WHAT YOU NEED TO DO: From the entries, return every line where the string "graves" shows up.

========

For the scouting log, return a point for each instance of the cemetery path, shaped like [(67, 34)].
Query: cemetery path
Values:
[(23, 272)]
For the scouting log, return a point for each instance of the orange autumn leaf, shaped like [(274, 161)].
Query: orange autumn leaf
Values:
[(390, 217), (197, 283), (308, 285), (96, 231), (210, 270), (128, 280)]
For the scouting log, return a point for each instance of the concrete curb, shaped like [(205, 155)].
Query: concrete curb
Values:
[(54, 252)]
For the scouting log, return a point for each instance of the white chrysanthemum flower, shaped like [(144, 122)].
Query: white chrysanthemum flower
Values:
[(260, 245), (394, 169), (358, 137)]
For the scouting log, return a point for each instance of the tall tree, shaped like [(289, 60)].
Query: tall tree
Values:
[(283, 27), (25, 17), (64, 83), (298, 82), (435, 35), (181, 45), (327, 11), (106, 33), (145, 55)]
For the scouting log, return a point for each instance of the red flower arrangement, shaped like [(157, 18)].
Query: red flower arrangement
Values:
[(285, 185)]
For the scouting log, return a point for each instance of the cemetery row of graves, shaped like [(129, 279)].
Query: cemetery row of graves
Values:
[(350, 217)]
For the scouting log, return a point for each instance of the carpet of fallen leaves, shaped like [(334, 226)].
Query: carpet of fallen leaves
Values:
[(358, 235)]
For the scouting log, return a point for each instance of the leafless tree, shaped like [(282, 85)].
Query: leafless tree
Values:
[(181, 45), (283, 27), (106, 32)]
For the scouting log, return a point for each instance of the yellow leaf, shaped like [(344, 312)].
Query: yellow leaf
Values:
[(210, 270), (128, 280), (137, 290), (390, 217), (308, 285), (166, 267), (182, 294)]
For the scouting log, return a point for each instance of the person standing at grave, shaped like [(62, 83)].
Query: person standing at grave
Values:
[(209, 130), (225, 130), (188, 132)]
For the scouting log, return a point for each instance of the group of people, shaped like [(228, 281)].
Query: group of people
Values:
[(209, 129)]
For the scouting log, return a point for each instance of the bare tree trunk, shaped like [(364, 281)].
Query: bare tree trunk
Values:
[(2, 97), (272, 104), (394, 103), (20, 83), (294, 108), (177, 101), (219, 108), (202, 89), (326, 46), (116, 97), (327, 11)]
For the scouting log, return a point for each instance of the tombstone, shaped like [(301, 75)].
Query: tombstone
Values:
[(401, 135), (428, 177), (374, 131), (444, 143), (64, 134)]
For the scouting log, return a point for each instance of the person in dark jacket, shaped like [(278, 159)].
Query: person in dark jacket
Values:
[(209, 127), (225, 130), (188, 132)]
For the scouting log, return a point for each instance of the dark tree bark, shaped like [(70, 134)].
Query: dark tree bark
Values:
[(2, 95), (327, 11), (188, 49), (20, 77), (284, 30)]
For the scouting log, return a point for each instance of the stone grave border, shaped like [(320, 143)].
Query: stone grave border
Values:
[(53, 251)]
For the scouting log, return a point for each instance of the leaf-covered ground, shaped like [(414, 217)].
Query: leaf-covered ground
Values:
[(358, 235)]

========

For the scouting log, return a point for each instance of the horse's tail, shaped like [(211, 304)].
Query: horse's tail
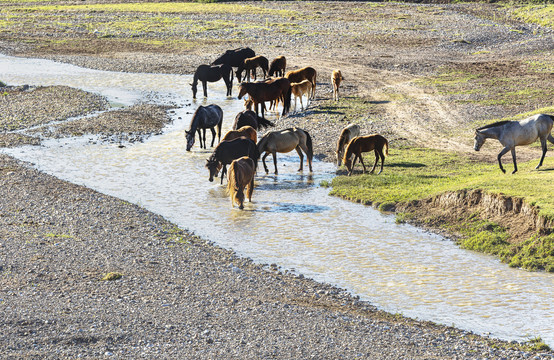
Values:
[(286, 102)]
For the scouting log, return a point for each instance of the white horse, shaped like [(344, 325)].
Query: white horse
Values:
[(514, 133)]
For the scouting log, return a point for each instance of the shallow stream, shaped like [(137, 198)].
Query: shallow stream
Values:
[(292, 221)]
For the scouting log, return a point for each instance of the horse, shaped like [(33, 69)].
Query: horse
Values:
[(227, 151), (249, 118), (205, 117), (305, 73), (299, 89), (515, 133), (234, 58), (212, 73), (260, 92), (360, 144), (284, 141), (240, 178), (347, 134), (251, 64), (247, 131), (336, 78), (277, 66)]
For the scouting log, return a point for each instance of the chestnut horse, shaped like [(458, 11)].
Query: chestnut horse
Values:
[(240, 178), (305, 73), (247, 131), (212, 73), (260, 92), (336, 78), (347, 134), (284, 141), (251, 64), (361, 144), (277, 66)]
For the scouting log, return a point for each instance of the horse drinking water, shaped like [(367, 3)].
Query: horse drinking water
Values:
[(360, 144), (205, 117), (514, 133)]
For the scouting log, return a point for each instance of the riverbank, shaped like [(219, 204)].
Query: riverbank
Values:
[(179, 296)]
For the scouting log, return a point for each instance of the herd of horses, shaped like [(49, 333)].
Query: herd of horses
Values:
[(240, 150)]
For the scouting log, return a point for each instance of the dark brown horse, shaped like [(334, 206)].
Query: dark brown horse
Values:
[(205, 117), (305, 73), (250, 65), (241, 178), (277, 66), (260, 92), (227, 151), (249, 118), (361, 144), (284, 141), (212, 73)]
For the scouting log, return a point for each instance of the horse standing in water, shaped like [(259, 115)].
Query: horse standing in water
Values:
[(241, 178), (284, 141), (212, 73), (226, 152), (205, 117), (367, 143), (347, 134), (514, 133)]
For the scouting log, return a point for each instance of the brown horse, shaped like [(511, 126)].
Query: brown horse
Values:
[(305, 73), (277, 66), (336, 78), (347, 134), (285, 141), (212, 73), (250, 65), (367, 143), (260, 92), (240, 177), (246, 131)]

========

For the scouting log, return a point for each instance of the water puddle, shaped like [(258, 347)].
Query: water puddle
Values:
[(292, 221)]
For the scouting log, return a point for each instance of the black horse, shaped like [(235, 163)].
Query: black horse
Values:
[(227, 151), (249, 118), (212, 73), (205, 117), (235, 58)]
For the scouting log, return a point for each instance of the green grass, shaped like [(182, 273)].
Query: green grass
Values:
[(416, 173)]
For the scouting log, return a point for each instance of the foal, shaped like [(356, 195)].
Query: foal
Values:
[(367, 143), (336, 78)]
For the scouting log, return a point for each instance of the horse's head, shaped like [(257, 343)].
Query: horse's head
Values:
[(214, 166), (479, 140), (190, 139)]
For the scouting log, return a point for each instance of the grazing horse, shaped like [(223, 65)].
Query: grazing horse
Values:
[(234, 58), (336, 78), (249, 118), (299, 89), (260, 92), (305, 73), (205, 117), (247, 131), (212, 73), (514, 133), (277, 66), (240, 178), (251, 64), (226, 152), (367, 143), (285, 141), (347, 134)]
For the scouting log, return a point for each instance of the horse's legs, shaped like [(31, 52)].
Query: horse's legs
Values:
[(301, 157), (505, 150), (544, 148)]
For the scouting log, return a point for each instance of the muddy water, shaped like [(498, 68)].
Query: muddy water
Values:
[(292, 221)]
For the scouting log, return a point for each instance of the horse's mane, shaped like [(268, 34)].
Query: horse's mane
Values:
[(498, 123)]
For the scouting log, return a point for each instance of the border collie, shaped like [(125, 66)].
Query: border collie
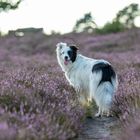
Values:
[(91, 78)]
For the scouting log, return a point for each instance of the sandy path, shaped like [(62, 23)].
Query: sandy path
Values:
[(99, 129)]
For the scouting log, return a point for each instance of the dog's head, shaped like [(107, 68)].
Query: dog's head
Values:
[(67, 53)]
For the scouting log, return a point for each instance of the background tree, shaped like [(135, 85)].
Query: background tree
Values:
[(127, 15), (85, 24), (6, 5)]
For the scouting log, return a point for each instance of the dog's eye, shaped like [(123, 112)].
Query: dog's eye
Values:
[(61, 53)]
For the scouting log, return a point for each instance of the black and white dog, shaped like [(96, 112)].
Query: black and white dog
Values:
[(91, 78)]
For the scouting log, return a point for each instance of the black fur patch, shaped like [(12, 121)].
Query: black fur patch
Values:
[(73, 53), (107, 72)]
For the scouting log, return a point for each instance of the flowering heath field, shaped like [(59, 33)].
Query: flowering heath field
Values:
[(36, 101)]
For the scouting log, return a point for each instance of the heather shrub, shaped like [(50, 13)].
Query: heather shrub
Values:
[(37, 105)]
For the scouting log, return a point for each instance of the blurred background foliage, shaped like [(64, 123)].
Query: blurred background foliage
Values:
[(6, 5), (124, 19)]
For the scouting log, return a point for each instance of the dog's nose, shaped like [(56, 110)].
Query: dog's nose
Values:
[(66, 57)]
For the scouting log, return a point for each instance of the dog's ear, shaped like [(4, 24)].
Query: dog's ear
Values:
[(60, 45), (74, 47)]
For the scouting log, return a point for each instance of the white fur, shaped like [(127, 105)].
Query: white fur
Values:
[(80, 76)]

========

RESPONSE:
For the scouting log, return a point for each instance of the cemetery row of graves, shaped like [(129, 279)].
Query: cemetery row of graves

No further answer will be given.